Task to complete: Copy out all the data, word for word.

[Segmentation dataset excerpts]

——

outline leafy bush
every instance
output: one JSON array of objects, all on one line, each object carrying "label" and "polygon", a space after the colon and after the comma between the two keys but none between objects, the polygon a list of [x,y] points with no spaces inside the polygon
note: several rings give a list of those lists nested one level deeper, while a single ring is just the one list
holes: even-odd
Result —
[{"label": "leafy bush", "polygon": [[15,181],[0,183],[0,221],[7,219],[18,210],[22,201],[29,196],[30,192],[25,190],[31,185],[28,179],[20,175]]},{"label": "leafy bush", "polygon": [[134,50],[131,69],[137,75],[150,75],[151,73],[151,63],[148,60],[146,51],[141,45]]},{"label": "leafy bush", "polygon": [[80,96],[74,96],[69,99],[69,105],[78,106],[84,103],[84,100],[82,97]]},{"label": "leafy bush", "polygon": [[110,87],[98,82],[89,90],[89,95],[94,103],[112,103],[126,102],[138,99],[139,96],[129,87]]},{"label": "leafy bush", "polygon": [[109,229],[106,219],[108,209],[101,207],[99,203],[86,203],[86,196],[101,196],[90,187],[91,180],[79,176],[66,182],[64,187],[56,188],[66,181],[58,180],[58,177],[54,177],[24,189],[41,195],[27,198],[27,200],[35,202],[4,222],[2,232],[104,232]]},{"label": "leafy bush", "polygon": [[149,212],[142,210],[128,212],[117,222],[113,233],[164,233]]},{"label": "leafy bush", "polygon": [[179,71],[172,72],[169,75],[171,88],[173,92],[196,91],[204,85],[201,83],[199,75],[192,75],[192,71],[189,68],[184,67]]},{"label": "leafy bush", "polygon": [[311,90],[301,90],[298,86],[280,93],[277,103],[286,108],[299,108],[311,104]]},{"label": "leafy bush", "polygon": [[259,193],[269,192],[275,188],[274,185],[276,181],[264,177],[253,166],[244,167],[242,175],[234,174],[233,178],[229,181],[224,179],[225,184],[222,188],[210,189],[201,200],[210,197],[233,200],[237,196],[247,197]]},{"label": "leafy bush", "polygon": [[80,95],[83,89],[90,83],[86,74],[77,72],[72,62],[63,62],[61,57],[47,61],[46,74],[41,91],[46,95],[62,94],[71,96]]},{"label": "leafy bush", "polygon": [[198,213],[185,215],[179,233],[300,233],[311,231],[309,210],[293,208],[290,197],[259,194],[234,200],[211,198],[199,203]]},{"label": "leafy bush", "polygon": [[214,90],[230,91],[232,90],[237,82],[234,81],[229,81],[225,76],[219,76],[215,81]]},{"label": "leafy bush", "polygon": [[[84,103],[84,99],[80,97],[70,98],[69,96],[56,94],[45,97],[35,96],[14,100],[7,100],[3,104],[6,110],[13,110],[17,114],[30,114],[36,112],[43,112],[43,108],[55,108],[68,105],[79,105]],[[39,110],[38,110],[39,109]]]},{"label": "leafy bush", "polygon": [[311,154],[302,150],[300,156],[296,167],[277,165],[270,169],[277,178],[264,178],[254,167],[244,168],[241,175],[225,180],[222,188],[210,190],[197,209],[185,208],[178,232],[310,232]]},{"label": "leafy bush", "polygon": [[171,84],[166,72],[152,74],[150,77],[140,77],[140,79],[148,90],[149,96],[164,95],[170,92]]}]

——

Task result:
outline leafy bush
every instance
output: one JSON array of objects, all on one line, each object carrying "label" and "polygon", a space after the colon and after the comma between the two keys but none between objects, the polygon a list of [x,y] points with no spaces inside the polygon
note: several rings give a list of those lists nested one level deeper, while a single ring is just the one list
holes: even-odd
Result —
[{"label": "leafy bush", "polygon": [[15,181],[0,183],[0,221],[7,219],[18,210],[22,201],[29,196],[30,192],[25,190],[31,185],[28,179],[20,175]]},{"label": "leafy bush", "polygon": [[134,50],[131,69],[137,75],[150,75],[151,73],[151,63],[148,60],[146,51],[141,45]]},{"label": "leafy bush", "polygon": [[80,96],[74,96],[69,99],[69,105],[78,106],[84,103],[84,100],[82,97]]},{"label": "leafy bush", "polygon": [[110,87],[98,82],[89,90],[89,95],[94,103],[112,103],[126,102],[138,99],[139,96],[129,87]]},{"label": "leafy bush", "polygon": [[109,229],[106,219],[108,209],[101,207],[99,203],[86,203],[86,196],[101,196],[90,187],[91,180],[79,176],[66,182],[64,187],[56,188],[66,181],[58,180],[58,177],[54,177],[24,189],[41,195],[27,198],[27,200],[35,202],[4,222],[2,232],[104,232]]},{"label": "leafy bush", "polygon": [[149,212],[142,210],[128,212],[117,222],[113,233],[164,233]]},{"label": "leafy bush", "polygon": [[179,71],[172,72],[169,75],[171,88],[173,92],[196,91],[204,85],[201,83],[199,75],[192,75],[192,71],[189,68],[184,67]]},{"label": "leafy bush", "polygon": [[311,90],[301,90],[298,86],[280,93],[277,103],[286,108],[299,108],[311,104]]},{"label": "leafy bush", "polygon": [[259,193],[269,192],[275,188],[274,185],[276,181],[264,177],[253,166],[244,167],[242,175],[234,174],[233,178],[229,181],[224,179],[225,184],[222,188],[210,189],[201,200],[210,197],[233,200],[237,196],[247,197]]},{"label": "leafy bush", "polygon": [[80,95],[83,89],[90,83],[86,74],[77,72],[72,62],[63,62],[61,57],[47,61],[46,74],[41,91],[46,95],[62,94],[71,96]]},{"label": "leafy bush", "polygon": [[198,213],[185,215],[179,233],[300,233],[311,231],[309,210],[293,208],[290,197],[259,194],[234,200],[211,198],[199,203]]},{"label": "leafy bush", "polygon": [[214,90],[230,91],[232,90],[237,82],[234,81],[229,81],[225,76],[219,76],[215,81]]},{"label": "leafy bush", "polygon": [[[84,103],[84,99],[80,97],[70,98],[69,96],[56,94],[45,97],[35,96],[14,100],[7,100],[3,104],[6,110],[13,110],[17,114],[30,114],[36,112],[43,112],[43,108],[55,108],[68,105],[79,105]],[[39,110],[38,110],[39,109]]]},{"label": "leafy bush", "polygon": [[311,154],[302,150],[300,156],[296,167],[277,165],[270,169],[277,178],[264,178],[254,167],[244,168],[241,175],[225,180],[222,188],[210,190],[197,209],[185,208],[178,232],[310,232]]},{"label": "leafy bush", "polygon": [[171,84],[166,72],[152,74],[150,77],[140,77],[140,79],[148,90],[149,96],[164,95],[170,92]]}]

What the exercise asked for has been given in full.